Excerpted text:
As a romantic spectacle, writer-director Anthony Minghella's Cold Mountain fails miserably. This is because the beautifully photographed and staged would-be Civil War epic emphasizes the visual elements over the romantic.

Chartering the Homeric journey of everyman Inman (Jude Law) as he makes his way from the Confederate lines to his beloved Cold Mountain and his soul mate Ada Monroe (Nicole Kidman), the ex-soldier navigates the horrors of the disintegrating South of 1864. Complicating matters is the fact that Inman has deserted and is in constant danger from the Confederate Home Guard returning him to the dangers of war. In addition, Inman must contend with the elements, hunger and a rogue's gallery of weird characters he meets on the way. While Inman makes his way home, the reverand's daughter Ada learns how to be self-sufficient with the help of Ruby Thewes (Renee Zellweger).

There is nothing really new about Cold Mountain. We've seen this sort of thing beforeólovers cast asunder, the male partner battling wind, rain, man, and beast to return to her. What is new, however, is how unromantic this movie is. That Ada would pine for Inman for over four years, writing him hundreds and hundreds of letters (many of which we hear in voiceover) is a bit of a stretch, considering the two lovers have barely spoken a word to each other and have only exchanged two or three passionate kisses. There's no sparks between them. Inman is a decent fellow, but laconic and rather dull. There is nothing that should attract an educated, sophisticated woman like Ada to him. It's more understandable why Inman would desert for Ada, but his journey is that of a sleepwalker in a nightmare.

To do:
1. Reproduce the passage of the Cold Mountain review that opens with the words containing "As a romantic" and closes with "over the romantic.", without changing a word.
2. Answer these questions using the Cold Mountain review, one answer per line:
(a) Which actor plays Ada Monroe?
(b) Who helps Ada learn to be self-sufficient?
(c) How many kisses have Ada and Inman exchanged?
3. Continue the Cold Mountain review from its last sentence.

Data shown:

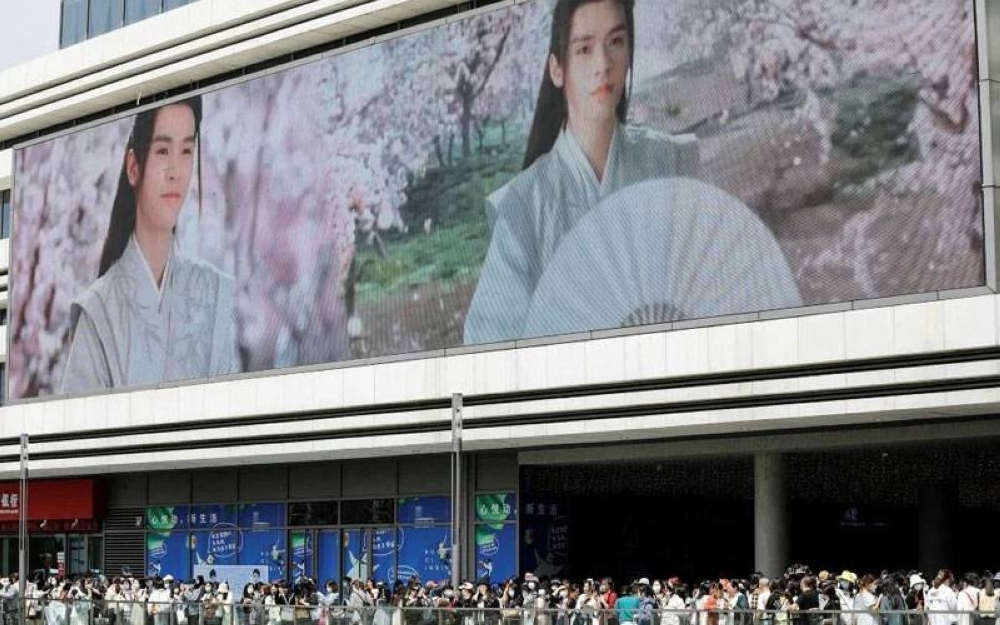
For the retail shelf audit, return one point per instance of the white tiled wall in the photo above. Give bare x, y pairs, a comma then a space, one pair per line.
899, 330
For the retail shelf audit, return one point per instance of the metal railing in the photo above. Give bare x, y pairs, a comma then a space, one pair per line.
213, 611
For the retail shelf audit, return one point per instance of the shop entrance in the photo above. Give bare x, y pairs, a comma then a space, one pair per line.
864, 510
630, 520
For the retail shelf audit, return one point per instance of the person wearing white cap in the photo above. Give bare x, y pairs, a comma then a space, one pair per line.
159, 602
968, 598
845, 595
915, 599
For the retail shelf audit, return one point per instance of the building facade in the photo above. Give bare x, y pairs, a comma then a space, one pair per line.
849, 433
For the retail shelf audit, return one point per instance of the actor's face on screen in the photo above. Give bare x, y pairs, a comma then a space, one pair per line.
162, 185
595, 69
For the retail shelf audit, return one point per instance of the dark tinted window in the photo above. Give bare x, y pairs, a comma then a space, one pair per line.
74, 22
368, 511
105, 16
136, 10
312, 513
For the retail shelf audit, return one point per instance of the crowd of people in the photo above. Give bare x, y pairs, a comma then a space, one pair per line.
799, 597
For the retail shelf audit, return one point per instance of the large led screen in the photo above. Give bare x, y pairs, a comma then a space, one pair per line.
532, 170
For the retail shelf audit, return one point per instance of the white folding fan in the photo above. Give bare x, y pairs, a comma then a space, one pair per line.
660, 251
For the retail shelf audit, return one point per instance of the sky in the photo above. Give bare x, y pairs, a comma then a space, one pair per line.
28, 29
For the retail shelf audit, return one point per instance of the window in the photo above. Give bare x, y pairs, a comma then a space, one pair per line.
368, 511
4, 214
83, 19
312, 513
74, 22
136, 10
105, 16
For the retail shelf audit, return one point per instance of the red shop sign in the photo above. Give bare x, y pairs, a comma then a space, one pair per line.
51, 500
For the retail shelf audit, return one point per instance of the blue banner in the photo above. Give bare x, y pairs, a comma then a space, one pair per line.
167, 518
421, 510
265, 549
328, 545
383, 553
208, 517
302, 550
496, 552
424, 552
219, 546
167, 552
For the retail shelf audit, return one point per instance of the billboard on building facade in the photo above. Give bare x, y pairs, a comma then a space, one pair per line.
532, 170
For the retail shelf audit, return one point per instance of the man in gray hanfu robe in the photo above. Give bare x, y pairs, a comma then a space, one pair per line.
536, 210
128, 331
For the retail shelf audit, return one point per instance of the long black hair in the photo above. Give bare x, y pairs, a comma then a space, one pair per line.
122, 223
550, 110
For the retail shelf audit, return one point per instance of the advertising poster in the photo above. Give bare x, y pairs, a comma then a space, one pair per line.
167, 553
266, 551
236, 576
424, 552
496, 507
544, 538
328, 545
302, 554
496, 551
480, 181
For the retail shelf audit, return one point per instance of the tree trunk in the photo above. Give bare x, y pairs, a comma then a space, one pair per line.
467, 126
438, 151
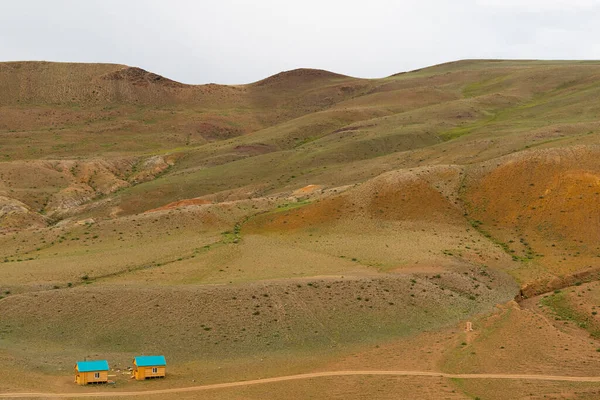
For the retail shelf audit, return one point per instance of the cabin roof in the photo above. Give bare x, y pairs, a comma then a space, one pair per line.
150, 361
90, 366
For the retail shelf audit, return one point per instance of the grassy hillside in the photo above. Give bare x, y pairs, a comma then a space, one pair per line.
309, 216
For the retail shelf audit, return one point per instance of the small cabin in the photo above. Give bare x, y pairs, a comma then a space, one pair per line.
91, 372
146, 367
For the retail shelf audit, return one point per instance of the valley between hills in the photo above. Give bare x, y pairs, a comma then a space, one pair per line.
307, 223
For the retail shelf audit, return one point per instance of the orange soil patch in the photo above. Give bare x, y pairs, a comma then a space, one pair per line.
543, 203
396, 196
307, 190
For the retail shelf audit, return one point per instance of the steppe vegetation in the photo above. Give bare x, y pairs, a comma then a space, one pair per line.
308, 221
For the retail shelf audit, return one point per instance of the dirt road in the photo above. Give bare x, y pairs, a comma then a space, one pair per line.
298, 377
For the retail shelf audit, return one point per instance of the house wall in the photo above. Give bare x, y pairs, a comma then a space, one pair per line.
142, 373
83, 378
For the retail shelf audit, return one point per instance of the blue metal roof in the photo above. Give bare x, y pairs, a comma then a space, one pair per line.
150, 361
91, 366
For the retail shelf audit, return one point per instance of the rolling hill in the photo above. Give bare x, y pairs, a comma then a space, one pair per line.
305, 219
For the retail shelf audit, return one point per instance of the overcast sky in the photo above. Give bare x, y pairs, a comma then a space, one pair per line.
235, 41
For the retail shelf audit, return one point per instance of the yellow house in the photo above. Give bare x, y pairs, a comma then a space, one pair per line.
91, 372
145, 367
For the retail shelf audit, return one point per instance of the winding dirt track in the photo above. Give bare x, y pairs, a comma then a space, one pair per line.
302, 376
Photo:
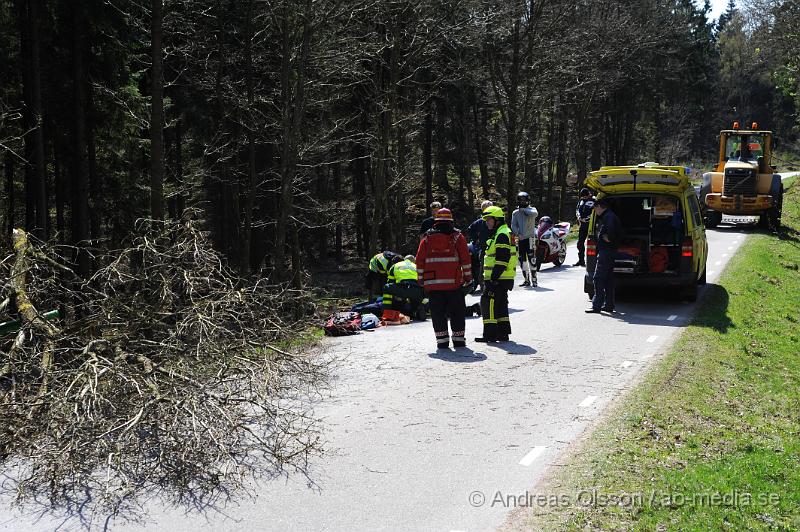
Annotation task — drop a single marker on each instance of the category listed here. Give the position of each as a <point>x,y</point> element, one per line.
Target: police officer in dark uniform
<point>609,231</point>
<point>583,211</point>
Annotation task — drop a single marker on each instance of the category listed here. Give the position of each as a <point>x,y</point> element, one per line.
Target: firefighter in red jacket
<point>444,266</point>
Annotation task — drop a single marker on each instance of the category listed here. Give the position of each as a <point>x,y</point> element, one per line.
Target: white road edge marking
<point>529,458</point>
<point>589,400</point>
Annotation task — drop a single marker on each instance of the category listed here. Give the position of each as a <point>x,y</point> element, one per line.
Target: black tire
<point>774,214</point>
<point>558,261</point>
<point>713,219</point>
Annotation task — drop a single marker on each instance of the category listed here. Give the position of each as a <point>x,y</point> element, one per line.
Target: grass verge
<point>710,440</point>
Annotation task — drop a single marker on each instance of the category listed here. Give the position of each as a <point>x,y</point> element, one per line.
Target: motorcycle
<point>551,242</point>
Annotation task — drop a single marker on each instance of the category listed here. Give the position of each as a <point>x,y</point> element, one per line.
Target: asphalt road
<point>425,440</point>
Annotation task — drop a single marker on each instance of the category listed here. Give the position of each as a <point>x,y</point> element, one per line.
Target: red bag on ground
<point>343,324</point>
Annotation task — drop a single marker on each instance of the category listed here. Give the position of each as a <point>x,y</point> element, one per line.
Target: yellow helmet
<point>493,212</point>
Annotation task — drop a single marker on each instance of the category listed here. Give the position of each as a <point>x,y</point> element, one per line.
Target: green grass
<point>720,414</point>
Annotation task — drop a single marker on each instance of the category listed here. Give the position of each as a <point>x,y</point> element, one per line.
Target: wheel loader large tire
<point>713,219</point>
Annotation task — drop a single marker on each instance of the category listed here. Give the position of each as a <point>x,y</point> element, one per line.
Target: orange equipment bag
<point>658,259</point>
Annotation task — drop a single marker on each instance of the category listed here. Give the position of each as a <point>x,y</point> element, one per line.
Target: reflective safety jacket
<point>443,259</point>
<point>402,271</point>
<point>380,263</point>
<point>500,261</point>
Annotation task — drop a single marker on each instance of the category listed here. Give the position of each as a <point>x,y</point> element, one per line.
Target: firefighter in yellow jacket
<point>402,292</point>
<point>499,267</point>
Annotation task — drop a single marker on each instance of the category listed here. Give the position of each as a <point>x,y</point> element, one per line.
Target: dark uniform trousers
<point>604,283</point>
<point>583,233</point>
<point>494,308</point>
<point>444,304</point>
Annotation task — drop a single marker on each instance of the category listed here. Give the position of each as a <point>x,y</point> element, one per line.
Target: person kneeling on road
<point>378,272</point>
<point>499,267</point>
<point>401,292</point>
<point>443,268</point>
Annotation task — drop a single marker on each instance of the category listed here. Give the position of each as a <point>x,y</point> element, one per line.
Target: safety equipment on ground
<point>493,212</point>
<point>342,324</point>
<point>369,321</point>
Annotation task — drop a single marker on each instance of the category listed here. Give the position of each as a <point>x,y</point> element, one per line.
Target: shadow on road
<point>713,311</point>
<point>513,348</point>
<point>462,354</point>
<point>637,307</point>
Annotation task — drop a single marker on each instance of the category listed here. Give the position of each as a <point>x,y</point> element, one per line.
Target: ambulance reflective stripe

Expected outputs:
1.
As a romantic spectacle, writer-director Anthony Minghella's Cold Mountain fails miserably. This is because the beautifully photographed and staged would-be Civil War epic emphasizes the visual elements over the romantic.

2.
(a) Nicole Kidman
(b) Ruby Thewes (Renee Zellweger)
(c) Two or three passionate kisses

3.
Inman has numerous adventures, many putting him in sexual jeopardy, testing his love for Ada, but they're all rather pointless and violent. Indeed, for a romance, Cold Mountain is a bit heavy on the violence. Ttrue, it is the Civil War, but Sergio Leone movies are cheerier.

And this brings up the fundamental problem with Cold Mountain, it's really not about anything. Contrary to the advertising campaign, the movie is, if anything, about redemption, but even that's a bit of a stretch. Minghella does a good job showing us that war is indeed hell, and that simple moments of work, friendship and love are indeed what makes life worth living, but that's about as profound as Cold Mountain gets. And the feel-good ending is straight out of a Hallmark greeting card.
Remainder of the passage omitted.